RECORD EXCERPTS →
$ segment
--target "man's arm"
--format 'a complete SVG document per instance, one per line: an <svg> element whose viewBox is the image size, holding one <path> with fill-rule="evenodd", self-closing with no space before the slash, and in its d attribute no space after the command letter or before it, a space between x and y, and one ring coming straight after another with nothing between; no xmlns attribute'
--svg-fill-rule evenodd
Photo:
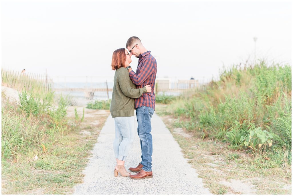
<svg viewBox="0 0 293 196"><path fill-rule="evenodd" d="M155 71L155 62L150 58L146 60L139 71L136 73L131 68L128 70L130 79L136 85L139 85L145 81Z"/></svg>

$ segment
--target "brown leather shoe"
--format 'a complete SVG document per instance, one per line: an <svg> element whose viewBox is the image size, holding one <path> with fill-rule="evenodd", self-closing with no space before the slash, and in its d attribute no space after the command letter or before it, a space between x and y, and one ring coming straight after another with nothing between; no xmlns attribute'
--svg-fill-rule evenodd
<svg viewBox="0 0 293 196"><path fill-rule="evenodd" d="M151 178L153 177L153 172L146 171L142 169L140 170L138 173L135 174L132 174L129 176L129 177L132 179L139 180L139 179L144 179L145 178Z"/></svg>
<svg viewBox="0 0 293 196"><path fill-rule="evenodd" d="M130 167L128 169L132 172L138 172L139 171L139 170L143 166L144 166L139 163L136 167Z"/></svg>

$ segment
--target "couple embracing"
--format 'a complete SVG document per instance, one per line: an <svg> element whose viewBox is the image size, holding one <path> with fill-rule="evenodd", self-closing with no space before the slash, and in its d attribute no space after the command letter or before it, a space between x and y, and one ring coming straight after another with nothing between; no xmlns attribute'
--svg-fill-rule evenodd
<svg viewBox="0 0 293 196"><path fill-rule="evenodd" d="M112 69L115 70L114 86L110 111L115 121L115 138L113 145L117 164L114 170L115 176L118 173L132 179L153 177L151 155L152 138L151 134L151 119L155 111L154 89L157 73L157 62L137 37L131 37L126 43L126 48L114 51ZM131 56L138 58L136 73L129 66ZM132 174L124 166L126 157L130 150L136 135L134 110L136 110L140 140L141 161L135 167L130 167Z"/></svg>

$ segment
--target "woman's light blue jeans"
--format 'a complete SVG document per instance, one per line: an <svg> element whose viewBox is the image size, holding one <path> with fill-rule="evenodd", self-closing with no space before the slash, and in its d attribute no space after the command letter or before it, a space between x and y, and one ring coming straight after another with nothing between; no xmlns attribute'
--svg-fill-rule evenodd
<svg viewBox="0 0 293 196"><path fill-rule="evenodd" d="M125 161L135 137L134 116L119 117L115 120L115 139L113 146L115 157Z"/></svg>

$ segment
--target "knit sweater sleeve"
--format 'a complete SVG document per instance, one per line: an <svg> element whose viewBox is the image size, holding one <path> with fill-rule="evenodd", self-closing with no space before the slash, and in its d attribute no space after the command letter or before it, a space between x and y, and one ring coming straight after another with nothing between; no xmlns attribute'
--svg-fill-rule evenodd
<svg viewBox="0 0 293 196"><path fill-rule="evenodd" d="M128 71L125 69L122 69L119 72L118 75L118 82L120 89L123 94L127 97L136 99L142 96L143 93L146 92L146 88L145 86L143 88L132 89L130 86L130 78Z"/></svg>

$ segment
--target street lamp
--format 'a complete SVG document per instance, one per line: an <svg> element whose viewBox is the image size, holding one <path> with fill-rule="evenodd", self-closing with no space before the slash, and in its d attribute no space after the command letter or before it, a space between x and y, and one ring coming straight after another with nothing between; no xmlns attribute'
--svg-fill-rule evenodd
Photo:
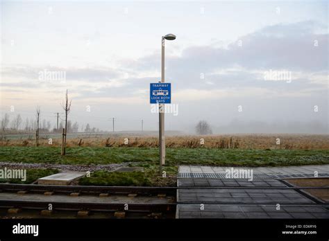
<svg viewBox="0 0 329 241"><path fill-rule="evenodd" d="M176 35L172 33L162 36L161 41L161 82L164 82L164 39L174 40ZM159 104L159 144L160 144L160 170L165 163L166 144L164 141L164 104Z"/></svg>

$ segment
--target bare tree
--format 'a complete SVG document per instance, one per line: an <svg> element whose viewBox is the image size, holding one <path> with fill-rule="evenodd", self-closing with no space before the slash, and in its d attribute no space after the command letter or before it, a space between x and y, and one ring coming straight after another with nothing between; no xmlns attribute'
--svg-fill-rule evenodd
<svg viewBox="0 0 329 241"><path fill-rule="evenodd" d="M13 129L15 130L18 130L19 129L19 127L21 126L22 124L22 117L21 115L19 114L16 118L12 120L13 123Z"/></svg>
<svg viewBox="0 0 329 241"><path fill-rule="evenodd" d="M50 132L51 128L51 124L50 121L47 121L47 132Z"/></svg>
<svg viewBox="0 0 329 241"><path fill-rule="evenodd" d="M24 124L24 130L25 130L26 132L29 131L29 127L28 127L29 124L30 124L30 122L28 120L28 118L26 118L26 119L25 120L25 124Z"/></svg>
<svg viewBox="0 0 329 241"><path fill-rule="evenodd" d="M3 133L9 124L9 115L6 113L1 119L1 130Z"/></svg>
<svg viewBox="0 0 329 241"><path fill-rule="evenodd" d="M87 123L87 125L85 126L85 132L90 132L90 125L89 125L89 123Z"/></svg>
<svg viewBox="0 0 329 241"><path fill-rule="evenodd" d="M212 134L210 125L205 120L200 120L196 125L195 129L196 133L199 135Z"/></svg>
<svg viewBox="0 0 329 241"><path fill-rule="evenodd" d="M63 132L63 141L62 144L62 153L61 155L65 155L65 150L66 150L66 135L67 134L67 116L69 113L71 109L71 100L69 101L69 96L67 96L67 89L66 90L66 95L65 95L65 100L64 102L62 104L62 107L65 111L65 129Z"/></svg>
<svg viewBox="0 0 329 241"><path fill-rule="evenodd" d="M73 125L72 125L72 132L78 132L78 130L79 130L79 125L76 121L74 123L74 124L73 124Z"/></svg>
<svg viewBox="0 0 329 241"><path fill-rule="evenodd" d="M39 146L39 128L40 128L40 113L41 113L41 109L40 106L37 106L36 109L36 114L35 114L35 118L37 119L37 127L35 130L35 145Z"/></svg>

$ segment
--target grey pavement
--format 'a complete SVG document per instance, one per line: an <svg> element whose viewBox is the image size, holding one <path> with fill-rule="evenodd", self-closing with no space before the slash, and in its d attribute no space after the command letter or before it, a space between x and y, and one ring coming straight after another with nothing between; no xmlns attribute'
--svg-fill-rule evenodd
<svg viewBox="0 0 329 241"><path fill-rule="evenodd" d="M326 206L317 205L280 205L277 210L272 205L207 204L200 210L200 204L177 205L177 218L329 218ZM329 206L326 206L327 208Z"/></svg>
<svg viewBox="0 0 329 241"><path fill-rule="evenodd" d="M252 181L226 178L228 168L180 166L176 218L329 218L329 204L310 199L280 180L314 177L314 172L319 177L329 177L329 165L233 168L251 168Z"/></svg>

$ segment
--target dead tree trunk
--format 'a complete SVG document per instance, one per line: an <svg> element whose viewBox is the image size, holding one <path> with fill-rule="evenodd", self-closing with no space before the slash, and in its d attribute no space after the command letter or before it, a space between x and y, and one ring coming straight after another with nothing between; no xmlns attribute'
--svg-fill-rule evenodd
<svg viewBox="0 0 329 241"><path fill-rule="evenodd" d="M64 156L65 154L65 144L64 143L64 136L65 136L65 130L63 128L63 132L62 134L62 148L60 150L60 154L62 156Z"/></svg>
<svg viewBox="0 0 329 241"><path fill-rule="evenodd" d="M65 102L62 104L62 107L63 107L64 110L65 111L65 128L63 133L63 145L62 145L62 156L65 155L66 151L66 136L67 134L67 116L69 113L69 110L71 109L71 101L69 102L69 97L67 96L67 89L66 90L66 96L65 96Z"/></svg>
<svg viewBox="0 0 329 241"><path fill-rule="evenodd" d="M37 128L35 130L35 145L39 146L39 121L40 119L40 113L41 113L41 109L40 107L37 106L37 114L35 115L35 117L37 118Z"/></svg>

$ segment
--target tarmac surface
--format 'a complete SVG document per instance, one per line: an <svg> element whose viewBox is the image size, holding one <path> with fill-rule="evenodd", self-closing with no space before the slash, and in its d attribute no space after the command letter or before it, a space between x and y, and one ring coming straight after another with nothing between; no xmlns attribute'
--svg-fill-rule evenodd
<svg viewBox="0 0 329 241"><path fill-rule="evenodd" d="M329 177L329 165L233 168L252 180L228 178L231 168L180 166L176 218L329 218L329 203L281 180Z"/></svg>

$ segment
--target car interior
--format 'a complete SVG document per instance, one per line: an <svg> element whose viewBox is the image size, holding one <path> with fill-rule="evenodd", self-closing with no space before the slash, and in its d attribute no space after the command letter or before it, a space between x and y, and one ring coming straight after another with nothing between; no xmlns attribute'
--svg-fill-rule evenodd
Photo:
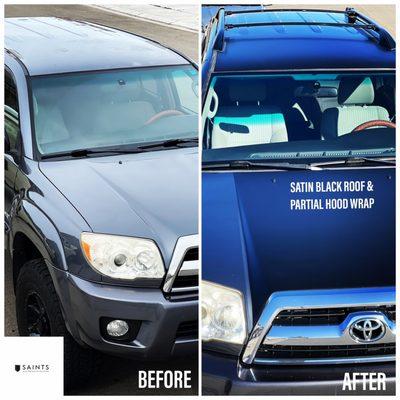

REQUIRED TASK →
Copy out the material from its first line through the line containing "71L155 62L150 58L146", including both of those lines, and leave the pictures out of your answer.

SOLUTION FOR THIS PROBLEM →
$ segment
--target "man's arm"
--format 'a complete SVG document per instance, one per line: an <svg> element whose viewBox is the image size, holding one <path> with fill-rule="evenodd", self-closing with no space before the slash, and in its d attribute no space after the command letter or before it, a space between x and y, and one ring coming straight after another with nothing between; no xmlns attribute'
--svg-fill-rule evenodd
Photo:
<svg viewBox="0 0 293 196"><path fill-rule="evenodd" d="M155 71L155 62L150 58L146 60L139 71L136 73L131 68L128 70L130 79L136 85L139 85L145 81Z"/></svg>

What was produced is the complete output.